Exercise details> Return word for word the passage of the thread below on SELECT … IN () dispatch, starting with "Founder/CEO Spinn3r.com" and going on through "Re: Does SELECT … IN () use parallel dispatch?".

BEGIN Supplied text

You are viewing a plain text version of this content. The canonical link for it is here.
Posted to user@cassandra.apache.org by Kevin Burton <bu...@spinn3r.com> on 2014/07/25 20:08:46 UTC

Does SELECT … IN () use parallel dispatch?

Say I have about 50 primary keys I need to fetch.

I'd like to use parallel dispatch.  So that if I have 50 hosts, and each
has record, I can read from all 50 at once.

I assume cassandra does the right thing here ?  I believe it does… at least
from reading the docs but it's still a bit unclear.

Kevin

-- 

Founder/CEO Spinn3r.com
Location: *San Francisco, CA*
blog: http://burtonator.wordpress.com
… or check out my Google+ profile
<https://plus.google.com/102718274791889610666/posts>
<http://spinn3r.com>

Re: Does SELECT … IN () use parallel dispatch?

Posted by Kevin Burton <bu...@spinn3r.com>.
On Fri, Jul 25, 2014 at 11:14 AM, DuyHai Doan <do...@gmail.com> wrote:

> Nope. Select ... IN() sends one request to a coordinator. This coordinator
> dispatch the request to 50 nodes as in your example and waits for 50
> responses before sending back the final result. As you can guess this
> approach is not optimal since the global request latency is bound to the
> slowest latency among 50 nodes.

END Supplied text
BEGIN Recorded information

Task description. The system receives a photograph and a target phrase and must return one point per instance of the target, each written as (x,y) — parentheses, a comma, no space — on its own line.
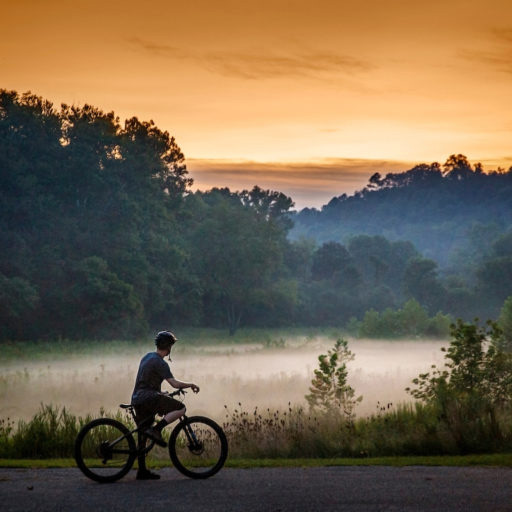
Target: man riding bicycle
(148,399)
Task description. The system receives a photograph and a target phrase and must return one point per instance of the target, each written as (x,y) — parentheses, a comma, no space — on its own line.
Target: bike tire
(105,450)
(205,458)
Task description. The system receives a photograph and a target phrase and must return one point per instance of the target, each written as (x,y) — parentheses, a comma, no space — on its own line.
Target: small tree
(474,388)
(329,391)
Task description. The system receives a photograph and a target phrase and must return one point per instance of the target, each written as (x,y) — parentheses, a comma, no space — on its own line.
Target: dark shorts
(160,404)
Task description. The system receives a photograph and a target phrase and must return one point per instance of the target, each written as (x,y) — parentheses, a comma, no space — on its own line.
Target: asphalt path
(372,488)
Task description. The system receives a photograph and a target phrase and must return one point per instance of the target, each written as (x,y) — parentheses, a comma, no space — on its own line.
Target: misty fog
(226,374)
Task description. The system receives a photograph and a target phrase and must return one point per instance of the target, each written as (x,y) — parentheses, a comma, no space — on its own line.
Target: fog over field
(227,374)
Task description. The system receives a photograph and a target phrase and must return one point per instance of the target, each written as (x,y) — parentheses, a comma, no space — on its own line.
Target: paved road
(269,490)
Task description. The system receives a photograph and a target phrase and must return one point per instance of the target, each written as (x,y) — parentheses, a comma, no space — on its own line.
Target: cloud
(259,65)
(309,184)
(500,58)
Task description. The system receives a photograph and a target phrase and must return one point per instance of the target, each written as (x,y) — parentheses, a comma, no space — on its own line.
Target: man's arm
(178,384)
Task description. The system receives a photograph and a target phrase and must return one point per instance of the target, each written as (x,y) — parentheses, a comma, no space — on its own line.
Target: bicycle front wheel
(198,447)
(105,450)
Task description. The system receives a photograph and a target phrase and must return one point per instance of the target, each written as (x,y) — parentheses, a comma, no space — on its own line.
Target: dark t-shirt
(152,371)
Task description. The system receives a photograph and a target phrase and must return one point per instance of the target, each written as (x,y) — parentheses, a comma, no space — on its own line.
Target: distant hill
(440,209)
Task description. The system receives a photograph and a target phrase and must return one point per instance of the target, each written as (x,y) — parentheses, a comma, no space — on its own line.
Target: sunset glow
(309,98)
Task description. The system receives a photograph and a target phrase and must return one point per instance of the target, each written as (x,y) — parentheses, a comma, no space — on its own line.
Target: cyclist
(148,399)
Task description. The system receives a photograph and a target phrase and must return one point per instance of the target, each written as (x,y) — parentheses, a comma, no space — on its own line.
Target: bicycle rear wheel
(198,447)
(105,450)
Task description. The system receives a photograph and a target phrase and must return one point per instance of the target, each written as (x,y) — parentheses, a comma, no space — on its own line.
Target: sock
(160,425)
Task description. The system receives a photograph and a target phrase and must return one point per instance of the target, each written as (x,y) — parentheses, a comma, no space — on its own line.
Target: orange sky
(305,97)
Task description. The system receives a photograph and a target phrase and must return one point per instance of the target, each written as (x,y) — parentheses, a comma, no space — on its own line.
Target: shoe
(147,475)
(156,436)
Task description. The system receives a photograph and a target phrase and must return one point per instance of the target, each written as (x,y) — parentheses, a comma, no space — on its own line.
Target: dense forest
(103,238)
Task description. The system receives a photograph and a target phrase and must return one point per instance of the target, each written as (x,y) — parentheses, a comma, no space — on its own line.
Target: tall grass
(293,432)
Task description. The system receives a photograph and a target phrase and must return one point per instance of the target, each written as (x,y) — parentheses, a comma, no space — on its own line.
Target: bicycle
(105,449)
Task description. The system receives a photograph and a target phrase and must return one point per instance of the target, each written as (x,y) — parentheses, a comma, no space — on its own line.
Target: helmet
(165,339)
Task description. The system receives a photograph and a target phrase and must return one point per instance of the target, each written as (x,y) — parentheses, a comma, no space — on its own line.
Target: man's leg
(171,410)
(143,473)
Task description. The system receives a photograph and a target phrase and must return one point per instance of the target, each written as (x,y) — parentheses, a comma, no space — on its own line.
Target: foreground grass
(499,460)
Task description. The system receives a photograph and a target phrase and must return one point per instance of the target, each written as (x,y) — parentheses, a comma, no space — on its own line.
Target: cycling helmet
(165,339)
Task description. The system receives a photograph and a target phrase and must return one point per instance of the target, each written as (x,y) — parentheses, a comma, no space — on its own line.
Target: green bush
(411,320)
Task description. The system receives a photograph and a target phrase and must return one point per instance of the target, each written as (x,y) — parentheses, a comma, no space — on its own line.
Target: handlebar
(178,392)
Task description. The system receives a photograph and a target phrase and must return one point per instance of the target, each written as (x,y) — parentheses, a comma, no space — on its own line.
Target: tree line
(103,238)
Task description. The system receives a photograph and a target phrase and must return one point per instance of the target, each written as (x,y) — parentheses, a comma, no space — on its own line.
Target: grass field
(501,460)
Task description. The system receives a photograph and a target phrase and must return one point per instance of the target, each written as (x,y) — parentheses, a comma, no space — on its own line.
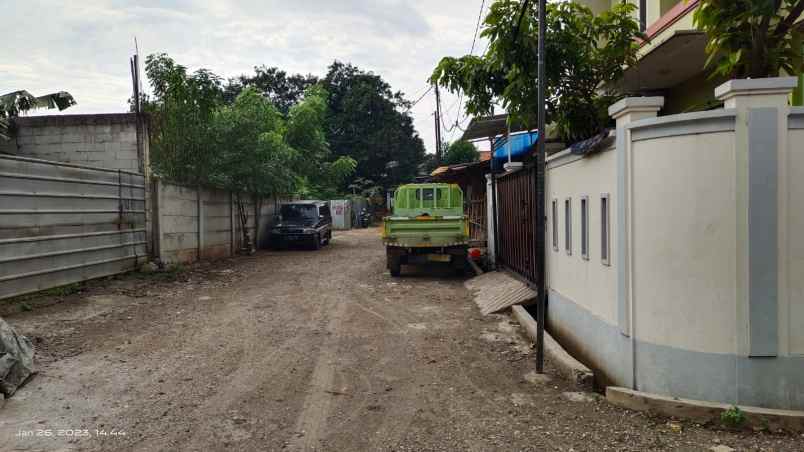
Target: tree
(371,124)
(247,146)
(461,152)
(13,104)
(321,173)
(283,90)
(586,55)
(752,38)
(253,159)
(182,107)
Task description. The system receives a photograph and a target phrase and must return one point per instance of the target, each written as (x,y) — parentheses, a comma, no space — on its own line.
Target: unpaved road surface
(306,350)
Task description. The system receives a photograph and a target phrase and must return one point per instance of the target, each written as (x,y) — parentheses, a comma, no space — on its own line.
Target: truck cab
(427,224)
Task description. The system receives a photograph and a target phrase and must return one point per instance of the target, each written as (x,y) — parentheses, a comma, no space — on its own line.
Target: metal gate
(477,220)
(516,211)
(62,223)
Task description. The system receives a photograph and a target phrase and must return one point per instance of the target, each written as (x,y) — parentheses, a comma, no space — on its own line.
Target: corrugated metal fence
(62,223)
(516,212)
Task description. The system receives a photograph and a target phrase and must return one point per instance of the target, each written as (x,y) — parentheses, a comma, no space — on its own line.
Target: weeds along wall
(77,201)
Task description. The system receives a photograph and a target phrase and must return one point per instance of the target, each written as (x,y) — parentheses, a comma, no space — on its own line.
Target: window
(325,211)
(568,226)
(605,247)
(555,225)
(585,227)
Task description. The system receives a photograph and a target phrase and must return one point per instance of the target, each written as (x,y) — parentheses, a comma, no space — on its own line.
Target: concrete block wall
(203,223)
(105,140)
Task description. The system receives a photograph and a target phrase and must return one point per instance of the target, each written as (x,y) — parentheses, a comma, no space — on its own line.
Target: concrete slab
(495,291)
(703,411)
(572,369)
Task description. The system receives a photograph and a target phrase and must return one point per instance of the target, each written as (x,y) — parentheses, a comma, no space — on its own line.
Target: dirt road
(306,350)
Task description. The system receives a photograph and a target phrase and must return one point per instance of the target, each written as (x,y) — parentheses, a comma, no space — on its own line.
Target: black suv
(302,222)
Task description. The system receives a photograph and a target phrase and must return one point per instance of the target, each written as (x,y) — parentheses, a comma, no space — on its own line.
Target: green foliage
(585,54)
(306,133)
(461,152)
(12,104)
(283,90)
(752,38)
(734,417)
(369,123)
(182,146)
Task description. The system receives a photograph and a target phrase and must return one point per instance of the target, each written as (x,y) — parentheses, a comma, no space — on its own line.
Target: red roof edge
(669,18)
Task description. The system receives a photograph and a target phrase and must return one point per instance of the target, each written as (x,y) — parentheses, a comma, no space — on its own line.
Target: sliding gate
(516,212)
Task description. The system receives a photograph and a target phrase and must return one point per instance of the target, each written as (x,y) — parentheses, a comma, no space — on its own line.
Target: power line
(477,27)
(458,115)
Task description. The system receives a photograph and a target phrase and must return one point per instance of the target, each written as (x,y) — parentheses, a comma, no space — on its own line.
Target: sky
(83,46)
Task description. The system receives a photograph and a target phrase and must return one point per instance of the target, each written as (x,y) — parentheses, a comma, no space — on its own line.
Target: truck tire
(395,266)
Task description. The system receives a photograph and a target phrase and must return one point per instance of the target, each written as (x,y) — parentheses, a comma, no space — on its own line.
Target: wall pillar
(625,112)
(491,250)
(761,157)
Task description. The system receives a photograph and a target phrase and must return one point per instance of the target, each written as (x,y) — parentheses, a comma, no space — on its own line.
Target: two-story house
(671,61)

END Recorded information

Answer to this exercise>
Founder/CEO Spinn3r.com
Location: *San Francisco, CA*
blog: http://burtonator.wordpress.com
… or check out my Google+ profile
<https://plus.google.com/102718274791889610666/posts>
<http://spinn3r.com>

Re: Does SELECT … IN () use parallel dispatch?